§ **EXERCISE TASK 1**: Translate this sentence from the passage about Alice Crimmins into Spanish: "In September 1977, Alice Crimmins was granted parole, after thirty months in prison and nine months in the work-release program."
§ **EXERCISE TASK 2**: Return a verbatim excerpt of the passage about Alice Crimmins. Begin at the words "Go ask Alice...." and stop after "felt in January.".

§ **SELECTION**:
☆ ☆ ☆
Go ask Alice....
Janus the Roman god of doorways takes the place (temporarily) of Old Jeff, who is away visiting the Jeffersons, and uses this opp to reminisce in January about famous dates in the Women's House of Detention on Sixth Avenue in Greenwich Village.
• • Go ask Alice Crimmins how freedom felt in January.
• • Thirty years ago, in January 1976, inmate Alice Crimmins became eligible for a work-release program and was permitted to leave prison on weekdays to work as a secretary; this meant that she got every other weekend off. By August 1977, The New York Post was reporting that Alice had spent the previous Sunday "as she has spent many balmy summer Sundays of her prison term -- on a luxury cruiser at City Island." • • In July 1977, redhead Alice married the proprietor of this deluxe vessel, her contractor beau, Anthony Grace. In September 1977, Alice Crimmins was granted parole, after thirty months in prison and nine months in the work-release program. A new petition for retrial was denied, and she vanished into obscurity.
☆ ☆ ☆
§ **PROVIDED DATA**:
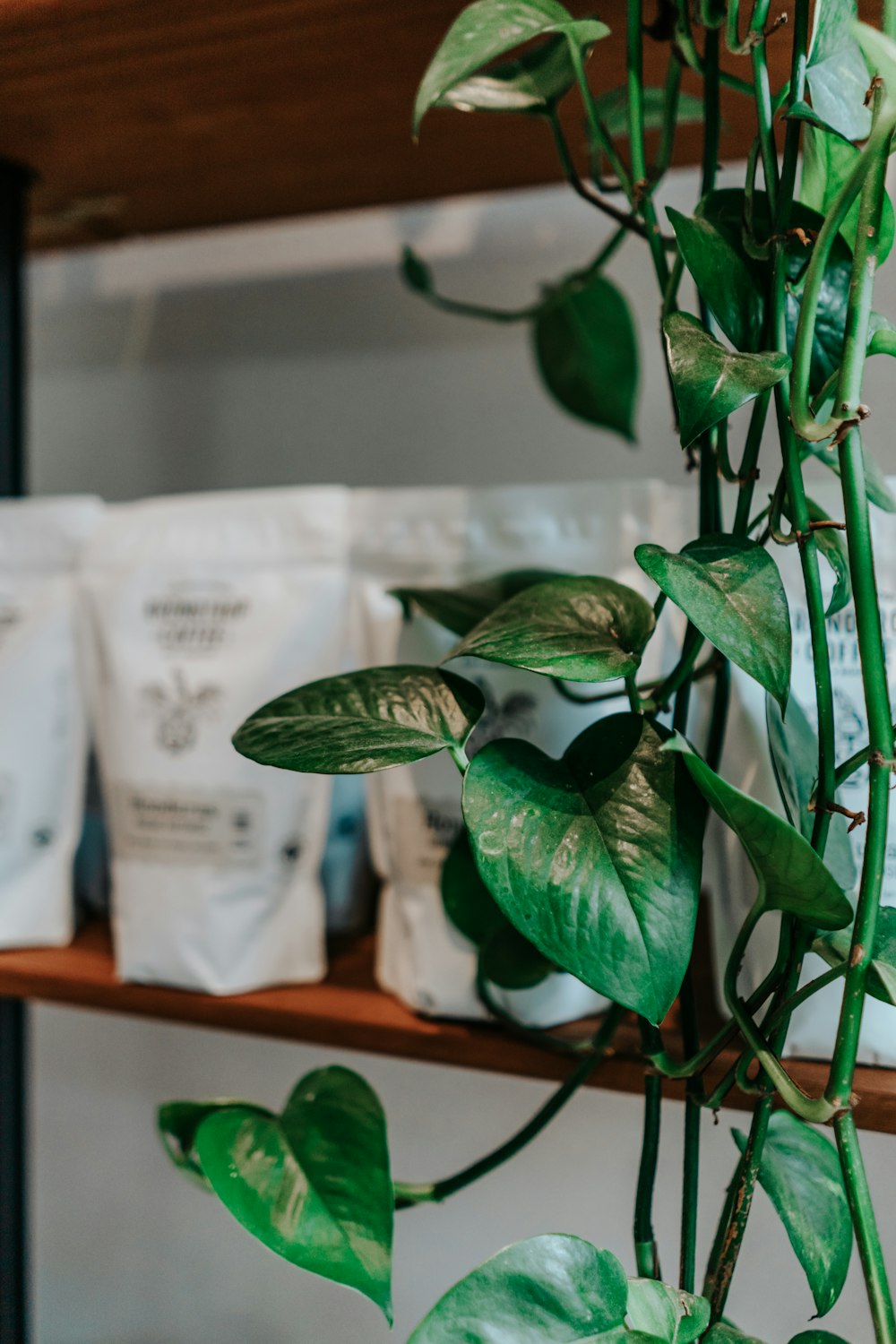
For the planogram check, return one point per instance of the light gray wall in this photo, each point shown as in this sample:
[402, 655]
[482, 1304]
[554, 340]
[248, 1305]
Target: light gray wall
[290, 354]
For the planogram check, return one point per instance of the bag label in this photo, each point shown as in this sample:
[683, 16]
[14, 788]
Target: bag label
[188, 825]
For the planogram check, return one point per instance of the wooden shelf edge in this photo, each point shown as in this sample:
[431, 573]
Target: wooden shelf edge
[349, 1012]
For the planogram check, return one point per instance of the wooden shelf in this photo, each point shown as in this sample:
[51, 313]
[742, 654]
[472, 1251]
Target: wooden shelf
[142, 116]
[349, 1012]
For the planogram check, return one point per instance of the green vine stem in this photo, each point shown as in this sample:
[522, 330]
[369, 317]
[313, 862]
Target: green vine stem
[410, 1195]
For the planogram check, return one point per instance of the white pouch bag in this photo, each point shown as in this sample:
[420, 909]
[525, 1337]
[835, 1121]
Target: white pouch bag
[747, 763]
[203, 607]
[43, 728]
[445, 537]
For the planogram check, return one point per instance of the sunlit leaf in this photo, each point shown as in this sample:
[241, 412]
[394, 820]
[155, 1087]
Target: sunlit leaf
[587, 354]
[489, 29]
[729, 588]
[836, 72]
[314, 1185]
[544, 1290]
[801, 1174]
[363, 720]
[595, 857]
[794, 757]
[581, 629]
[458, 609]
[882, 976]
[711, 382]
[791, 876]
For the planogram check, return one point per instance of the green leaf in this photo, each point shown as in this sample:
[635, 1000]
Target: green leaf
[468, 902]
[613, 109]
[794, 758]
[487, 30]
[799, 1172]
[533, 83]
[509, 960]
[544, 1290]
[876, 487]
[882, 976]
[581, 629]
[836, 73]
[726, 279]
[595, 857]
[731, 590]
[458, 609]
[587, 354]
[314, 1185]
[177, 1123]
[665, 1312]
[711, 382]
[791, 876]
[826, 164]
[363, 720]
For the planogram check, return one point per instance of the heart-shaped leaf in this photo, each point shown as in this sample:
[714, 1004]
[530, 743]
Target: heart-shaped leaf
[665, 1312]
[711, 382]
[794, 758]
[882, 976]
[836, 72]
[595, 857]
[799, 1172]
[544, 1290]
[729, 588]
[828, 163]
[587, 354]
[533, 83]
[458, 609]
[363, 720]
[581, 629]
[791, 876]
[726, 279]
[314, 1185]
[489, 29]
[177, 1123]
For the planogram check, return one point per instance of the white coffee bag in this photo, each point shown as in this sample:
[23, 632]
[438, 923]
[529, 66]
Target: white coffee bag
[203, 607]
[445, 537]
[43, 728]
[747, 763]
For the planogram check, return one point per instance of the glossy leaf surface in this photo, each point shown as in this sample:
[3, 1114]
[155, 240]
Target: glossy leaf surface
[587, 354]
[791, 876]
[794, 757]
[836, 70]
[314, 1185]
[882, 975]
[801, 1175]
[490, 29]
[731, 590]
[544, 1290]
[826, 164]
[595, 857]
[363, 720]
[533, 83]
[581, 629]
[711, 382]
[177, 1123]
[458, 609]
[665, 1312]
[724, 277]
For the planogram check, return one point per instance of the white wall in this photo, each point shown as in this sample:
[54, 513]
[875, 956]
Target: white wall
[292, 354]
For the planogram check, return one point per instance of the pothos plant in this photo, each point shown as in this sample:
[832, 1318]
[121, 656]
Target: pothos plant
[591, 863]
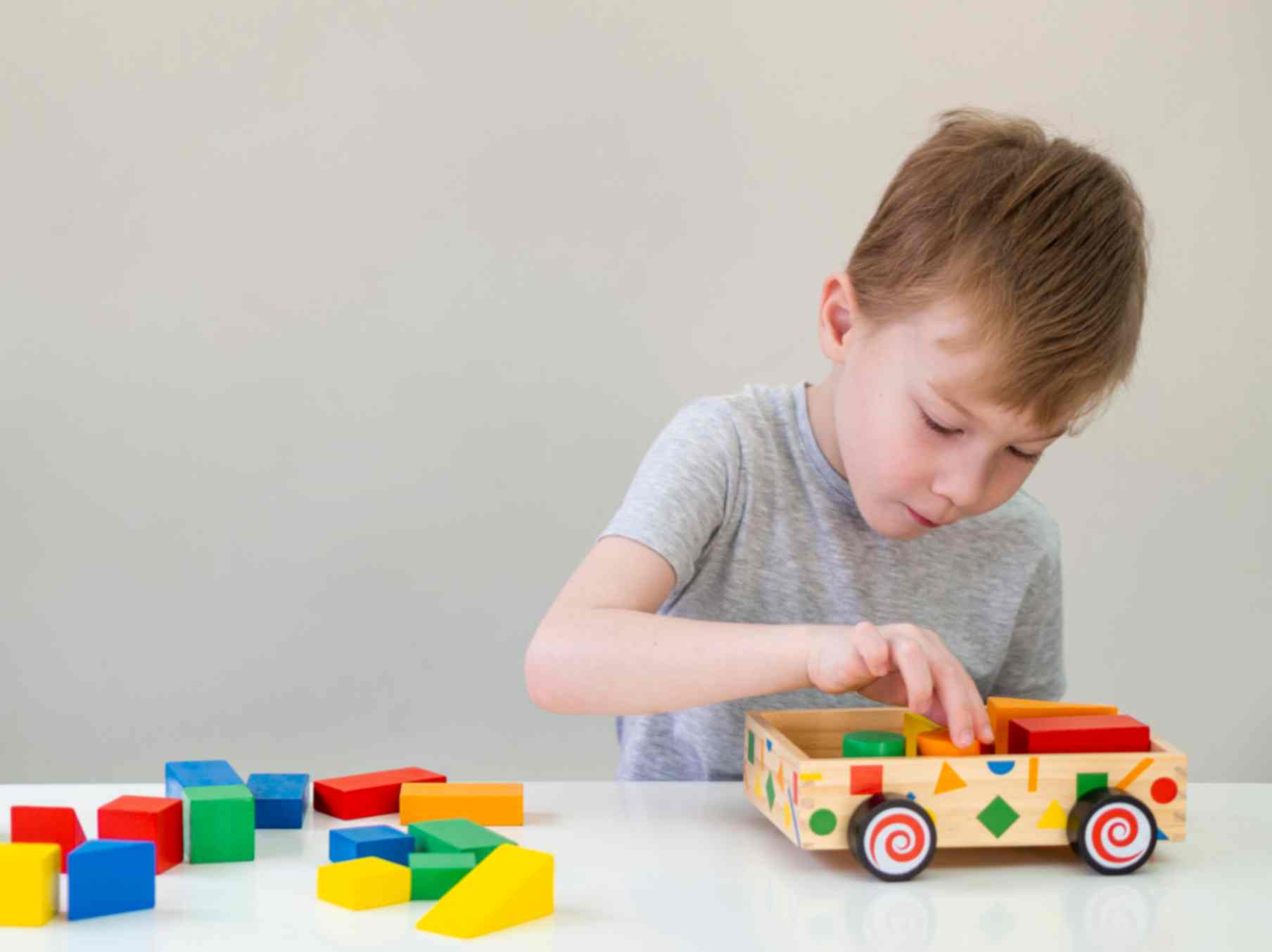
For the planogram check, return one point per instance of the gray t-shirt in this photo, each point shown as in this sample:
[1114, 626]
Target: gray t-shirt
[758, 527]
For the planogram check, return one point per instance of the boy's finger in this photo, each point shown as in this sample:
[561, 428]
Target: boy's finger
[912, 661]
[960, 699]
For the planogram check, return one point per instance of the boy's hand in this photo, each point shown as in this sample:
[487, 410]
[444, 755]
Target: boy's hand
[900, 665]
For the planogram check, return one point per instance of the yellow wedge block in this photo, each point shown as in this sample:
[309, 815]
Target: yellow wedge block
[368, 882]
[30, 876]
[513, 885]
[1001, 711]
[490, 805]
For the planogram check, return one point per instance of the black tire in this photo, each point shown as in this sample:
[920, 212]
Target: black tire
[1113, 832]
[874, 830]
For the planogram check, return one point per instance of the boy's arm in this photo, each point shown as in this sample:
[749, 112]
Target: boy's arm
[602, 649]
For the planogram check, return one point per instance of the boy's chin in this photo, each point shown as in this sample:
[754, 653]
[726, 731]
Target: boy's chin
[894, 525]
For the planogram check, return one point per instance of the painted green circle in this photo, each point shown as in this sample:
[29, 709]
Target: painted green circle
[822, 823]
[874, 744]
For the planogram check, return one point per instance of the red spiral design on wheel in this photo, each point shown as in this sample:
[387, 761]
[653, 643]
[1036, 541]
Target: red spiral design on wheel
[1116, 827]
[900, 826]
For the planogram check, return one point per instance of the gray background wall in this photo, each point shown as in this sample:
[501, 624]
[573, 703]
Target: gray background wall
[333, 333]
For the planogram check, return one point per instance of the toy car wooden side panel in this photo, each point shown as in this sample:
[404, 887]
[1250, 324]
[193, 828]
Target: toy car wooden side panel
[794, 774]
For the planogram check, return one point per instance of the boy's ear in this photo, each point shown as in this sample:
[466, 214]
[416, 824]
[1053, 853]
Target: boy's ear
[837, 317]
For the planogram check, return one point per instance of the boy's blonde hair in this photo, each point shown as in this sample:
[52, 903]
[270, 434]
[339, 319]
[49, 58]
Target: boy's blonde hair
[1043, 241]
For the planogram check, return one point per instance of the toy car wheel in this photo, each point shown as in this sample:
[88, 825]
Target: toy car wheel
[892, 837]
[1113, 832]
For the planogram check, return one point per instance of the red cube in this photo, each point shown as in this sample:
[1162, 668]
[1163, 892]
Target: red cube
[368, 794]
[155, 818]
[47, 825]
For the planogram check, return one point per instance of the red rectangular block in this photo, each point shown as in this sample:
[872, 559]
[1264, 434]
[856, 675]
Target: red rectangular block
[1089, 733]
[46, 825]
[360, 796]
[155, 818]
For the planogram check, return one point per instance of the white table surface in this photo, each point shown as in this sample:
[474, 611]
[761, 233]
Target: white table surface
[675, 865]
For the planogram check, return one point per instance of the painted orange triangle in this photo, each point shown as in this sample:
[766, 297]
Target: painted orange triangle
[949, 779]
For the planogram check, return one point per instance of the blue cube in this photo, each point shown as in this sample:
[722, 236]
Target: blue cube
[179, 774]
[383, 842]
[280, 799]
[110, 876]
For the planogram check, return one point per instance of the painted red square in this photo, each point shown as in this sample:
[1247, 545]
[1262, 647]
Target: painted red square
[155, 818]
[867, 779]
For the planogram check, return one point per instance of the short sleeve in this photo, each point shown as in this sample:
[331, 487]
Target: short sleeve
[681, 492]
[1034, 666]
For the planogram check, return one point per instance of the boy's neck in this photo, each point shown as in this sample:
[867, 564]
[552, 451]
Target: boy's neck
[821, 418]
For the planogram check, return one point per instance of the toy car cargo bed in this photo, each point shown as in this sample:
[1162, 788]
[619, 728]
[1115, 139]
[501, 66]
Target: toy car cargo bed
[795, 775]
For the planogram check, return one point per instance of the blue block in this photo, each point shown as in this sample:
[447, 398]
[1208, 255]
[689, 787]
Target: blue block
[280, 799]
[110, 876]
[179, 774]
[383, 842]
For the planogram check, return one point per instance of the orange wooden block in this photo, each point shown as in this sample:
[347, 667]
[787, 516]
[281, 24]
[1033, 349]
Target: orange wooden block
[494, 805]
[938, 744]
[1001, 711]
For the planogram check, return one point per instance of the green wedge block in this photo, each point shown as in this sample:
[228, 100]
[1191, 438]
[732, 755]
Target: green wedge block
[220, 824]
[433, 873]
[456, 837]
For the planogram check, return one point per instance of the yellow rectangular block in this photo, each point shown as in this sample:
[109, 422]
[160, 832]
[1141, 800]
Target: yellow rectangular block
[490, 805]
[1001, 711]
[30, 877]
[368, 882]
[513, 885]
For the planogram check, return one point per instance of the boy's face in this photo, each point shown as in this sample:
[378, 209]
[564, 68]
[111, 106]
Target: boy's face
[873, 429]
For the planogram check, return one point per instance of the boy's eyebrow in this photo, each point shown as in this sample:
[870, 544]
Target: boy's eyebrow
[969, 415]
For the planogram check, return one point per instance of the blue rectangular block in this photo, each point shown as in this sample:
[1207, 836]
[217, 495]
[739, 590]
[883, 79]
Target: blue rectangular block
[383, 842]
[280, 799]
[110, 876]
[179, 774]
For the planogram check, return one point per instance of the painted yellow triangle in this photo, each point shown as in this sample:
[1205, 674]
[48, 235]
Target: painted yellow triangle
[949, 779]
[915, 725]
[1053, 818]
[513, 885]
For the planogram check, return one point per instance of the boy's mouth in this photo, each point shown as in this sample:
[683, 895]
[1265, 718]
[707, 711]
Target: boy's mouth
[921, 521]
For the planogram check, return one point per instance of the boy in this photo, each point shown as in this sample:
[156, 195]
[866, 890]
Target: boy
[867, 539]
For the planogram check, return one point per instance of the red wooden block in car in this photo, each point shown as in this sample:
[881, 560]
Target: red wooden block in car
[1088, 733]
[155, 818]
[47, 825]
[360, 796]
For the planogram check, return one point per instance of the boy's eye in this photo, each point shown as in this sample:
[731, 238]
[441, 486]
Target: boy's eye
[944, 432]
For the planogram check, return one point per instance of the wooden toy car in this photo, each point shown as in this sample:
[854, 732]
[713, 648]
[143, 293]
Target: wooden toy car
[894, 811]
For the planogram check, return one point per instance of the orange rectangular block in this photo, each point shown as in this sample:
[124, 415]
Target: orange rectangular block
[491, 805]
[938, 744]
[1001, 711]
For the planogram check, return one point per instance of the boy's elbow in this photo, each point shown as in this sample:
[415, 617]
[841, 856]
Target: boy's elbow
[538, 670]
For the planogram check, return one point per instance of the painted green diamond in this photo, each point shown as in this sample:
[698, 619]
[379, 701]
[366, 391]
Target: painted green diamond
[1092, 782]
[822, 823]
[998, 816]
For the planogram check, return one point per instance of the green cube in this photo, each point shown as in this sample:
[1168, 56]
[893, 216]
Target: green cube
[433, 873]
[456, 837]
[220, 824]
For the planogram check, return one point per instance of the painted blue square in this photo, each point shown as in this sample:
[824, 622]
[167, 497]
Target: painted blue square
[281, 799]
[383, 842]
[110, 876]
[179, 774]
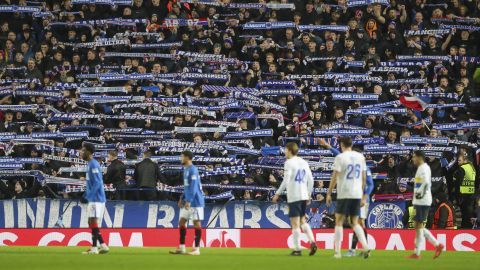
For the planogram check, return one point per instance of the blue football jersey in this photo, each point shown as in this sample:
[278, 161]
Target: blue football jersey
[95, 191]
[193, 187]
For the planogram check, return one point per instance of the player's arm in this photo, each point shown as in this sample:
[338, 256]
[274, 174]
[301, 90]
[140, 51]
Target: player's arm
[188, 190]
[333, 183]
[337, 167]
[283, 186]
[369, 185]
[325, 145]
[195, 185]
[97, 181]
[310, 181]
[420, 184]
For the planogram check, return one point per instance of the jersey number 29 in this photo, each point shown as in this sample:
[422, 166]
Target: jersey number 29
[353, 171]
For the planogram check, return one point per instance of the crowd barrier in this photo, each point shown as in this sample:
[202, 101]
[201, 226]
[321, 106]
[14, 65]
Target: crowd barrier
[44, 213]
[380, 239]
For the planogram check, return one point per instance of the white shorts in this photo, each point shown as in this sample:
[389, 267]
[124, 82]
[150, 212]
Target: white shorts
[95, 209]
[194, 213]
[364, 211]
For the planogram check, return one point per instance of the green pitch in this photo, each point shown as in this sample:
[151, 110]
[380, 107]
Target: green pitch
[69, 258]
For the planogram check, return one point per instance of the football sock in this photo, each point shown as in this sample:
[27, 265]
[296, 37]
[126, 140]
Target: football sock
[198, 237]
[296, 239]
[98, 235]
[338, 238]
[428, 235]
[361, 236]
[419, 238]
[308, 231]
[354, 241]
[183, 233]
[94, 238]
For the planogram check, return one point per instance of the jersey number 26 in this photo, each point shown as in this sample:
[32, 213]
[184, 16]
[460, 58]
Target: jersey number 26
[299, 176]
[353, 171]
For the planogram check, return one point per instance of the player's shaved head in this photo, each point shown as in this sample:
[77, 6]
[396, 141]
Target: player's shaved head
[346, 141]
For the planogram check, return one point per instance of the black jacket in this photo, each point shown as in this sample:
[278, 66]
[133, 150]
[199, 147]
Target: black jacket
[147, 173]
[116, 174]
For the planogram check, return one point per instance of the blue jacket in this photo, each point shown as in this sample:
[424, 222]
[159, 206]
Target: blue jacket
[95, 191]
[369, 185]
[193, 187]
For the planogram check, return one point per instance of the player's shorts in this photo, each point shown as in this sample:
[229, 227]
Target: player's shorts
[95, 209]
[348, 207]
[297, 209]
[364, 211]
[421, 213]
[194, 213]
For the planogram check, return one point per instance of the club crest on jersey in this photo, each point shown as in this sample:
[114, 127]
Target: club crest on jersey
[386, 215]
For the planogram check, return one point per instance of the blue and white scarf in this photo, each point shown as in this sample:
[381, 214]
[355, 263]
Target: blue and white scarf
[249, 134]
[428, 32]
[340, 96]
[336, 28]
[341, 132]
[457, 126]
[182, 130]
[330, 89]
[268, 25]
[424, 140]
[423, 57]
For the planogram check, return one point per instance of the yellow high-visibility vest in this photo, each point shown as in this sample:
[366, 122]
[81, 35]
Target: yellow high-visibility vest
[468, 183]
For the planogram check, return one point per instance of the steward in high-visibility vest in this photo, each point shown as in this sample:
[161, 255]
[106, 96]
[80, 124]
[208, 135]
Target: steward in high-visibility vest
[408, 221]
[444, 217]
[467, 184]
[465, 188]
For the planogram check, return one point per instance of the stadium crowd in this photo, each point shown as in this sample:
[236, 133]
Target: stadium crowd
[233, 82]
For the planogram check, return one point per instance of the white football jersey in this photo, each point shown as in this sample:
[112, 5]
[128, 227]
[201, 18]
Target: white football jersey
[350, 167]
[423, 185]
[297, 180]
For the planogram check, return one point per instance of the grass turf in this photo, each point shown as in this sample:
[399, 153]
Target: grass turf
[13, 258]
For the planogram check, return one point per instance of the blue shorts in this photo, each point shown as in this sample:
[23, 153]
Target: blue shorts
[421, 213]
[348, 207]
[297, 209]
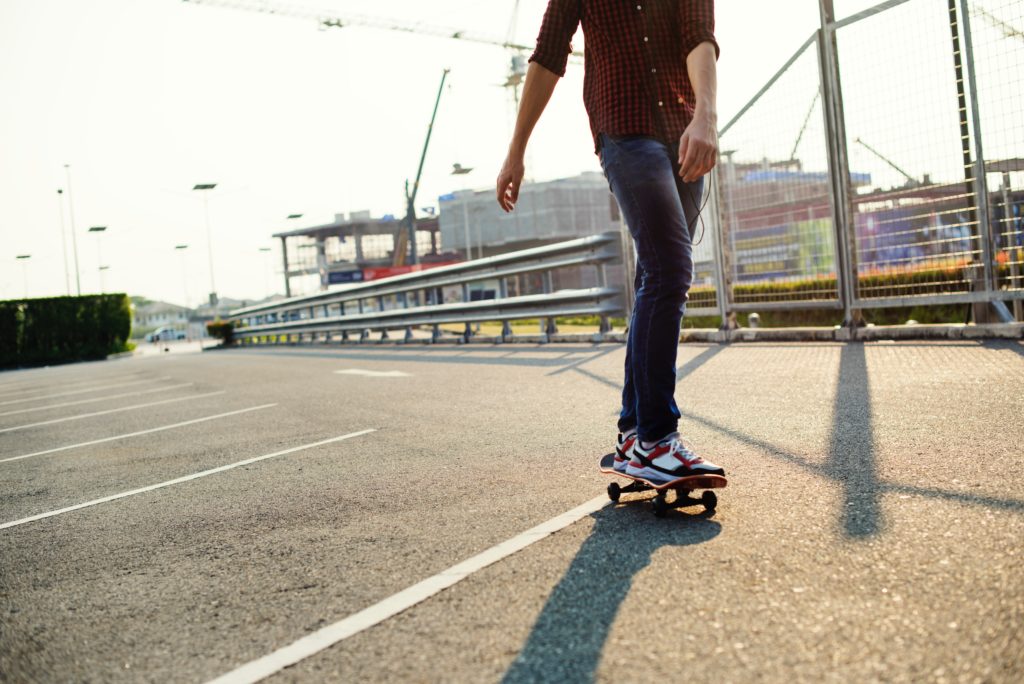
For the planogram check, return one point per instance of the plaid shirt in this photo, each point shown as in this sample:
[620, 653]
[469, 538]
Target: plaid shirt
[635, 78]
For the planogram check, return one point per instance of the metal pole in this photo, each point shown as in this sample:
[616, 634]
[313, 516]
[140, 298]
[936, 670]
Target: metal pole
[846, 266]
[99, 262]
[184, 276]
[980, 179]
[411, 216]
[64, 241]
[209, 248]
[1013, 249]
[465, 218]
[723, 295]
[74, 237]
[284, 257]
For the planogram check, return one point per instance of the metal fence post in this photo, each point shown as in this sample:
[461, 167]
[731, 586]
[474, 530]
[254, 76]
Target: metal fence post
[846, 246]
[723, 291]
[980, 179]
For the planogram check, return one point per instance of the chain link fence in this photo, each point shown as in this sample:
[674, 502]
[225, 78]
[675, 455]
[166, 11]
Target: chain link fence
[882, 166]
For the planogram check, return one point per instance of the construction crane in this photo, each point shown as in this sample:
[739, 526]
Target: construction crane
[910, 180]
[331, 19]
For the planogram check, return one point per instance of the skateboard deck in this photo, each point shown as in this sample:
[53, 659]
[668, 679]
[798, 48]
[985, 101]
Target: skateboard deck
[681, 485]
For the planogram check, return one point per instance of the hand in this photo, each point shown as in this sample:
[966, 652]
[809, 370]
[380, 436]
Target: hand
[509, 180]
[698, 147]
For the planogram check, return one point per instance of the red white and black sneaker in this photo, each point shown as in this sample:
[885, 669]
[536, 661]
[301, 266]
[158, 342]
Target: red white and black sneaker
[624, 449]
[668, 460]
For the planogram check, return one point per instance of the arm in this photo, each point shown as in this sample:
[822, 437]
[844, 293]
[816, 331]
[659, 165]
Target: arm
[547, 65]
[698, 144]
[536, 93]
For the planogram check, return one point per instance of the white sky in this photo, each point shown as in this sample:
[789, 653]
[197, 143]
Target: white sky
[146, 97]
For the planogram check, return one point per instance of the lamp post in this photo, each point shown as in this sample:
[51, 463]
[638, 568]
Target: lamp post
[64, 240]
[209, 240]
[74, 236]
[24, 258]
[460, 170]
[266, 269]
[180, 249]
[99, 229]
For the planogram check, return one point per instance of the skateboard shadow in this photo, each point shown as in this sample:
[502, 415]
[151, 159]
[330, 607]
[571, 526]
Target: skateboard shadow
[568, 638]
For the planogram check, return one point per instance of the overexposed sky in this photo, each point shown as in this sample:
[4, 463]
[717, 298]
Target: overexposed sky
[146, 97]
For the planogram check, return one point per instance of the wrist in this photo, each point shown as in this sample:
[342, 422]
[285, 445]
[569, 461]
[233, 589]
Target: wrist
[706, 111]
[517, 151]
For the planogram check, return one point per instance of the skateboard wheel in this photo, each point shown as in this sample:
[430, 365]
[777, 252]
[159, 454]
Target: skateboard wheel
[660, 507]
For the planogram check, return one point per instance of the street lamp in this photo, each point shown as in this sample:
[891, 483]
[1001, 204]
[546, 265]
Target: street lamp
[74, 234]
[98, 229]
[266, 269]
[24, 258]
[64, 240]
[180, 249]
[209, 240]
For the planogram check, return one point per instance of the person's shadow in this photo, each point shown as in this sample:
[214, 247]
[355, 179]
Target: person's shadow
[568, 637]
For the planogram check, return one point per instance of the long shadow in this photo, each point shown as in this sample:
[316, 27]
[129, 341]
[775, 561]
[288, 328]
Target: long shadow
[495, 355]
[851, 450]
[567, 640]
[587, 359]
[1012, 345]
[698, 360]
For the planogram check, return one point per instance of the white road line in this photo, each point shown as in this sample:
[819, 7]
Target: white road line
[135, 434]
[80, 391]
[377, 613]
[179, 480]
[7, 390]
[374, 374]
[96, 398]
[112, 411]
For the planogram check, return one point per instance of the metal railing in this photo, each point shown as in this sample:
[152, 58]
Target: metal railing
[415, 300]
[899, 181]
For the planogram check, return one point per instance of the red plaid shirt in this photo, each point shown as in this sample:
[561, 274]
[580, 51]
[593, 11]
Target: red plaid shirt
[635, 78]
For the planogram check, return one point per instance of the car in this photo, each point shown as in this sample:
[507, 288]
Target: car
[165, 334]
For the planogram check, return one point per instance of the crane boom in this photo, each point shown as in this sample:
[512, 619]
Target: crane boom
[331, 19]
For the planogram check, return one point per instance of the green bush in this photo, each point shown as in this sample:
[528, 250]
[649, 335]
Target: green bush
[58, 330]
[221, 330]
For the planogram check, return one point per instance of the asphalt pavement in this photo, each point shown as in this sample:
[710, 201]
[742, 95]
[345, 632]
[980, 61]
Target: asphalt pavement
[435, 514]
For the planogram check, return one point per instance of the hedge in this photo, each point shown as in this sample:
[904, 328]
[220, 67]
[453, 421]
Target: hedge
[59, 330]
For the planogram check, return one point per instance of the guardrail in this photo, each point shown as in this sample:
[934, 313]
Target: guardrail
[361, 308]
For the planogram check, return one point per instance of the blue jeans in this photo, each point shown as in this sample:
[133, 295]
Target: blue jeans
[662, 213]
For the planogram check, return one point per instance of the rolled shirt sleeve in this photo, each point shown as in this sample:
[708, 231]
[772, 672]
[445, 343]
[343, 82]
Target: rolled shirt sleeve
☆ ☆ ☆
§ **COMPLETE RESPONSE 1**: En septiembre de 1977, a Alice Crimmins se le concedió la libertad condicional, tras treinta meses en prisión y nueve meses en el programa de liberación laboral.

§ **COMPLETE RESPONSE 2**:
Go ask Alice....
Janus the Roman god of doorways takes the place (temporarily) of Old Jeff, who is away visiting the Jeffersons, and uses this opp to reminisce in January about famous dates in the Women's House of Detention on Sixth Avenue in Greenwich Village.
• • Go ask Alice Crimmins how freedom felt in January.